Exercise requirements |
Can you write out the listing word for word, from its very beginning through the line that contains "positive clicks: (260, 396)", including that line and leaving out the pictures?

Supplied material |
=== Begin Enclosure ===

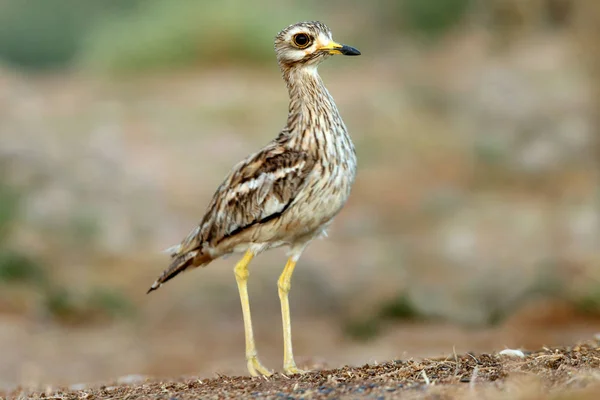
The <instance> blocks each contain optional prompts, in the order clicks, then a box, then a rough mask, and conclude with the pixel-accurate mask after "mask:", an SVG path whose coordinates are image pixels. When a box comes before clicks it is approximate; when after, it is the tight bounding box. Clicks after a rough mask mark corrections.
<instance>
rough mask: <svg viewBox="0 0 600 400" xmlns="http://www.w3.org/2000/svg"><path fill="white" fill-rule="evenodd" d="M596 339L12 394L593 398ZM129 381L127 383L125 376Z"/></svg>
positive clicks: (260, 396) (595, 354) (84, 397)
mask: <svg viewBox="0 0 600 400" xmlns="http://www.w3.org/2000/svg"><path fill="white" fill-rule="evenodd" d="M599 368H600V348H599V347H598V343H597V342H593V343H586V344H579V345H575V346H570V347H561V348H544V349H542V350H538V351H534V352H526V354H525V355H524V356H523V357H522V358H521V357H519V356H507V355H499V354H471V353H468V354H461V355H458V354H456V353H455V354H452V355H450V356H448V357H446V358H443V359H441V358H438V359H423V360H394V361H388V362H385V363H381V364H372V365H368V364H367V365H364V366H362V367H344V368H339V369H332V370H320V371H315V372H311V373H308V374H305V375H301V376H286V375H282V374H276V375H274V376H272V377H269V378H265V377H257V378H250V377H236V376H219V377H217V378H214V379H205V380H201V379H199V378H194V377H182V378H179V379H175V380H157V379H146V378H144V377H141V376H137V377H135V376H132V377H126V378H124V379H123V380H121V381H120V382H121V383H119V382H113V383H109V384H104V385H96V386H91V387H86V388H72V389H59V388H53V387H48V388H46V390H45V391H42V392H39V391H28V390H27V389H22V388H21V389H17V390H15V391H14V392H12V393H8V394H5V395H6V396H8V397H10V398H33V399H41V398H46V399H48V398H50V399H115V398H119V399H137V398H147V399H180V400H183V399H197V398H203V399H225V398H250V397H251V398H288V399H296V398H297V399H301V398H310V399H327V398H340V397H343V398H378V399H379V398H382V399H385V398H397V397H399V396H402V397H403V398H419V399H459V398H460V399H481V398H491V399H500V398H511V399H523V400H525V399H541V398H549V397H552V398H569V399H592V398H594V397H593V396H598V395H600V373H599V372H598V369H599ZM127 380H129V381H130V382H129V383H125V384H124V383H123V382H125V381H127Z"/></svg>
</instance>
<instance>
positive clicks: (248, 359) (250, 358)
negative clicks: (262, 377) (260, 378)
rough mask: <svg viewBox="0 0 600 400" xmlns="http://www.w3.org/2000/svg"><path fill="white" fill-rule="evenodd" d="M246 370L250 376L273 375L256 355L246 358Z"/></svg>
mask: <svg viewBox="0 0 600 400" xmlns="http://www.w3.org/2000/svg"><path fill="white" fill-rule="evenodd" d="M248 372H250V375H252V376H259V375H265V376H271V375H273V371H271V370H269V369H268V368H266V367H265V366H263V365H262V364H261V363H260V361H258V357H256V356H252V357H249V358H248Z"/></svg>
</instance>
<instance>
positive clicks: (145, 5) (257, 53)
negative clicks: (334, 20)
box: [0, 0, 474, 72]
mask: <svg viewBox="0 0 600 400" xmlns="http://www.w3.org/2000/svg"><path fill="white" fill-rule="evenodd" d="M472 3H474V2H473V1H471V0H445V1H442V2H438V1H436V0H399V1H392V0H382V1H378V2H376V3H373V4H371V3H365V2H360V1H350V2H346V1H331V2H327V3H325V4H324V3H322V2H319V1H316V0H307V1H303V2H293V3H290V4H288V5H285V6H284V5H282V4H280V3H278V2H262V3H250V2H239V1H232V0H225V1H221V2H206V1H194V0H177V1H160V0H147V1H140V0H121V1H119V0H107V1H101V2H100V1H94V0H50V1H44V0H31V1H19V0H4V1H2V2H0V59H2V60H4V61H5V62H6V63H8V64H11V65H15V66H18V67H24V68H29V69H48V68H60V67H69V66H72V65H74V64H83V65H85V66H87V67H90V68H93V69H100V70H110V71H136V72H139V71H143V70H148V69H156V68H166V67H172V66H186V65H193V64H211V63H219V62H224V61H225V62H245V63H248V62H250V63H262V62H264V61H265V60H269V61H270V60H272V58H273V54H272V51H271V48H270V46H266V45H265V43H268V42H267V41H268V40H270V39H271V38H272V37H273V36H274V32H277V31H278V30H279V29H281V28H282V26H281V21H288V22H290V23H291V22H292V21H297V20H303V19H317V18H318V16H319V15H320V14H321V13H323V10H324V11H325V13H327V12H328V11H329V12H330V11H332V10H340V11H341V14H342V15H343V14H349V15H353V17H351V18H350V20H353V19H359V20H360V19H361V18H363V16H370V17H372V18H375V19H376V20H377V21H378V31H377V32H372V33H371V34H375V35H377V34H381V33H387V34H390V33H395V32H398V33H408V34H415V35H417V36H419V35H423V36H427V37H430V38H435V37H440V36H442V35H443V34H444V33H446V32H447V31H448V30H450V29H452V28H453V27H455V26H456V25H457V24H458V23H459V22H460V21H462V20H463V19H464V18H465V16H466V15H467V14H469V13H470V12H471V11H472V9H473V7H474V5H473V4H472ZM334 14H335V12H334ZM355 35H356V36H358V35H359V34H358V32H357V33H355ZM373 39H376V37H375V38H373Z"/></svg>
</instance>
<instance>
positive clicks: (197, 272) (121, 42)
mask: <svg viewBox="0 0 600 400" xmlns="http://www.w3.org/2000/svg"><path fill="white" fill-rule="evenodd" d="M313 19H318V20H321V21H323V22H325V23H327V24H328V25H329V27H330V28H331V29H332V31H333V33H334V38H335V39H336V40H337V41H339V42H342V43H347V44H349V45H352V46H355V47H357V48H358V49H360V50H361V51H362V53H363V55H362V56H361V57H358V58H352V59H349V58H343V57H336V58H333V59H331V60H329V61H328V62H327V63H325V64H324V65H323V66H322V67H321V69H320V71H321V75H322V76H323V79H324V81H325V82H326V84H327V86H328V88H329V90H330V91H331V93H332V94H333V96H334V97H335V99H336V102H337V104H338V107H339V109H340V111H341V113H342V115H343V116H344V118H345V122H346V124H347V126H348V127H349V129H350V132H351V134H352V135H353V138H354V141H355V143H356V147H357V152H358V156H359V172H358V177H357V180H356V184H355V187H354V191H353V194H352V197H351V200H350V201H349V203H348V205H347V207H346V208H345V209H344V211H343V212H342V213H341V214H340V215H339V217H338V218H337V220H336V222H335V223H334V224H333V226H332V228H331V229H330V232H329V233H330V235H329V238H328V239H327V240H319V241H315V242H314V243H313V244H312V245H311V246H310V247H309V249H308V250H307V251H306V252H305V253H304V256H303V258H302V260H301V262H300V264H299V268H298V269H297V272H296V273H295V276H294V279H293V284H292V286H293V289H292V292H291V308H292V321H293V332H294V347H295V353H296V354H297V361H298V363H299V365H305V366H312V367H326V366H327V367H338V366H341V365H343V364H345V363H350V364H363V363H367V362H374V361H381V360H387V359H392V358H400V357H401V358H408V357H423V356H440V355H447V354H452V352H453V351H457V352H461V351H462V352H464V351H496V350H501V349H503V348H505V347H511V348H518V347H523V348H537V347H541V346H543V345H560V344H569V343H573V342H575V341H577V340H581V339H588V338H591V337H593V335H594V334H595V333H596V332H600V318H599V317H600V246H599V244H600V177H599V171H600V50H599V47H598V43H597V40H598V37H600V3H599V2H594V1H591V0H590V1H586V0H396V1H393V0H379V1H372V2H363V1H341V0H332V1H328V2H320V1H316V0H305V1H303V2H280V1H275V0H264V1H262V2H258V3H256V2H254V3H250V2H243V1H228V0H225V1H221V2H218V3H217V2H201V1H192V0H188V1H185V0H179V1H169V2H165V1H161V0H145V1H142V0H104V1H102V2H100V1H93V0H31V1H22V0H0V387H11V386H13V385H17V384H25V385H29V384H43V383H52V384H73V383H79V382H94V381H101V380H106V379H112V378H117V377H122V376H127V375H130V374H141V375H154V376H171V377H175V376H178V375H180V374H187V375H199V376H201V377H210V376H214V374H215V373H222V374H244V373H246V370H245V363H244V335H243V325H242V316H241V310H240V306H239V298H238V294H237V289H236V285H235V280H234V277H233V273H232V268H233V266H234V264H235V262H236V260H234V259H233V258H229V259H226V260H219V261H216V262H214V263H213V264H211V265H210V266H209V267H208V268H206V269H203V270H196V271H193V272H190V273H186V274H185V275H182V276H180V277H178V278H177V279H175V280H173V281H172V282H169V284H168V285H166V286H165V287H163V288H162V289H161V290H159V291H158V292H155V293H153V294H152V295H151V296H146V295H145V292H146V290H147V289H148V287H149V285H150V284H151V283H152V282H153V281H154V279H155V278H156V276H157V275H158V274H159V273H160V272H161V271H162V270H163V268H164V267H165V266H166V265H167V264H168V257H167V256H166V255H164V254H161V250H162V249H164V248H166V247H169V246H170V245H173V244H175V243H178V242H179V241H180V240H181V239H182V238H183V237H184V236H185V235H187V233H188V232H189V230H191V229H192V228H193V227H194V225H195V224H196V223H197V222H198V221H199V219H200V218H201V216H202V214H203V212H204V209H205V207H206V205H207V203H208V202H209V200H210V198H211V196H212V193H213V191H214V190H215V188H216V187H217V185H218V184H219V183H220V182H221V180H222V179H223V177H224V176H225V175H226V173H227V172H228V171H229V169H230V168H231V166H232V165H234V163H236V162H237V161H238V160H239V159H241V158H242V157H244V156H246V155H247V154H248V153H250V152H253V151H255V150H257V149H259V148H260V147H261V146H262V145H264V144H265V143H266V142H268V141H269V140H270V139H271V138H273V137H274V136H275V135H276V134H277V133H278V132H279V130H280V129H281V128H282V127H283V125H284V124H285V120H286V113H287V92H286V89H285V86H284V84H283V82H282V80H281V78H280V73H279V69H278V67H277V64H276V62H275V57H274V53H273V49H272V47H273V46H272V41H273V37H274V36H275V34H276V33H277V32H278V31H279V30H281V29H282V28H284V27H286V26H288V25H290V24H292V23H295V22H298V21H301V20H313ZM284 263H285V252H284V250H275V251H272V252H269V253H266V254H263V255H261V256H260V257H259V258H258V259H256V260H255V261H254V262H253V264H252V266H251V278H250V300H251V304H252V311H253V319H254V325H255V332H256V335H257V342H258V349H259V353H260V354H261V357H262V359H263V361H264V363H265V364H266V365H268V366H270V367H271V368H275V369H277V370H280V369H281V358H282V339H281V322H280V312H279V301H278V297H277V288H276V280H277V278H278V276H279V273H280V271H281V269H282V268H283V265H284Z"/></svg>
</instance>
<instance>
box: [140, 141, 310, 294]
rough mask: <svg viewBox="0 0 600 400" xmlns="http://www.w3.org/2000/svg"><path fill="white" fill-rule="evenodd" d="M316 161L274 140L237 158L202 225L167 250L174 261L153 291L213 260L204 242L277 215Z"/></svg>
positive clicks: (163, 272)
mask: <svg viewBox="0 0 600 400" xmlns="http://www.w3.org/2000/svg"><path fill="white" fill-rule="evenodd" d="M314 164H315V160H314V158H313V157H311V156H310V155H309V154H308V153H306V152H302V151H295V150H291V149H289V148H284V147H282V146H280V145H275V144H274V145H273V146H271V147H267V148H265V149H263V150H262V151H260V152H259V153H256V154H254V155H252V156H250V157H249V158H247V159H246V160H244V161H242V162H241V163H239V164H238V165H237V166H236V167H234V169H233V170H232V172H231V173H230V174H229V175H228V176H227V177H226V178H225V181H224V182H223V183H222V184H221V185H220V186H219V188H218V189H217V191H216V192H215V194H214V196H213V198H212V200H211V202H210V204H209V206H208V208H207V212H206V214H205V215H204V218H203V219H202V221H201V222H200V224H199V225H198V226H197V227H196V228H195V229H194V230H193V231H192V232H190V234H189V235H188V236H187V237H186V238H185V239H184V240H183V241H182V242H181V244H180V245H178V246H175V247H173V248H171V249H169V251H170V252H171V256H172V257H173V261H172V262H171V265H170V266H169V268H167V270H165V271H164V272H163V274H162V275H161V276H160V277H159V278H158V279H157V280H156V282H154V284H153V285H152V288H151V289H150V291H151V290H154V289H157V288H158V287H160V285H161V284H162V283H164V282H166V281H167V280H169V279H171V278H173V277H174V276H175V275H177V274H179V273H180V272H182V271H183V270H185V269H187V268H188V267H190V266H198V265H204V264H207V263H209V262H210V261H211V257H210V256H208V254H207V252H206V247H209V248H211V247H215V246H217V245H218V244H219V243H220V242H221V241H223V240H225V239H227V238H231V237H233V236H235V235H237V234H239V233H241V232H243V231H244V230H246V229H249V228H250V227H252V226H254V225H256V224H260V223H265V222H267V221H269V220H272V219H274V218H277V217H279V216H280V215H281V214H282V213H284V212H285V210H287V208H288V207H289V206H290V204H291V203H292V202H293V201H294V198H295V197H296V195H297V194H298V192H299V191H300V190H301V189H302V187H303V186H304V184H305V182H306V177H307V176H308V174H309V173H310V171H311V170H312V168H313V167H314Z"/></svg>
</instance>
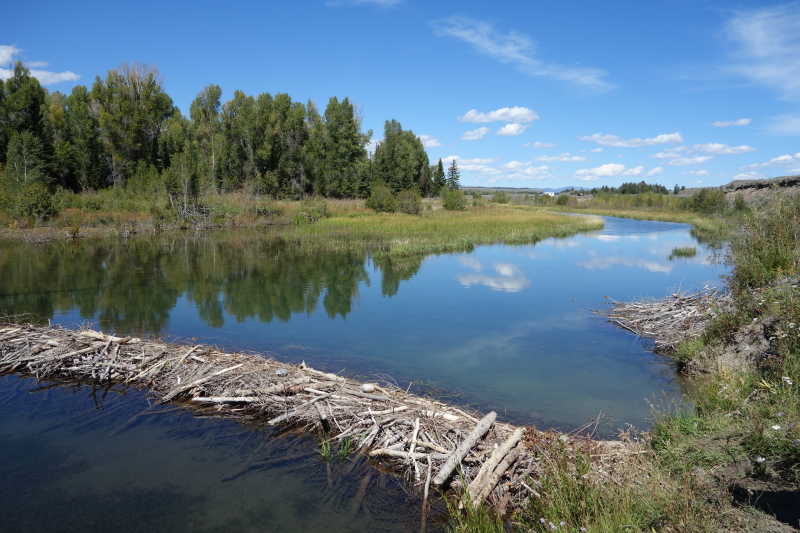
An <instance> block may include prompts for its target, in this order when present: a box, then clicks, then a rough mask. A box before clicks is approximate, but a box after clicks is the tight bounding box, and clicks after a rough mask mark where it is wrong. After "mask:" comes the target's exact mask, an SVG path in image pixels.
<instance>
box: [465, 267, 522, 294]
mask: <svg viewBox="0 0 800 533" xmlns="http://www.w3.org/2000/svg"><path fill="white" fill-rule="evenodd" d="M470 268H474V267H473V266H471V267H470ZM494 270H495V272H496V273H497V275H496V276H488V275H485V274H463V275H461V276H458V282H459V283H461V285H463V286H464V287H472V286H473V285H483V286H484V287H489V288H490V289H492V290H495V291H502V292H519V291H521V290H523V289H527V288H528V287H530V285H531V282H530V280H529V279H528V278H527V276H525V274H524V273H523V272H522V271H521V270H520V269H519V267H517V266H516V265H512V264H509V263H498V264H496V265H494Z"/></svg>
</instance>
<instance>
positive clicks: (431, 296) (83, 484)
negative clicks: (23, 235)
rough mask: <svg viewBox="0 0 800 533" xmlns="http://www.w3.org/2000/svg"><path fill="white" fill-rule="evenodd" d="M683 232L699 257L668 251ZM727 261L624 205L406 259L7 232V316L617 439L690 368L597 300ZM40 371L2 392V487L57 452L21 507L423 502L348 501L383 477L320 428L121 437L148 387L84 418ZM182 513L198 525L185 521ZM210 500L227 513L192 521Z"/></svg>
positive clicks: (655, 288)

=== End Enclosure ===

Your solution |
The <instance> blocks each contain optional prompts, in the order clicks, then a box, then a rough mask, and conclude with the pixel-accurate mask after "mask:", an SVG path whose coordinates are image pixels. When a box comes before clicks it is approximate; when after, it is the tight bounding box. Clicks after a rough mask mark corrections.
<instance>
rough mask: <svg viewBox="0 0 600 400" xmlns="http://www.w3.org/2000/svg"><path fill="white" fill-rule="evenodd" d="M596 339L12 394L593 398ZM129 381L127 383L125 376Z"/></svg>
positive clicks: (260, 396) (595, 354) (84, 397)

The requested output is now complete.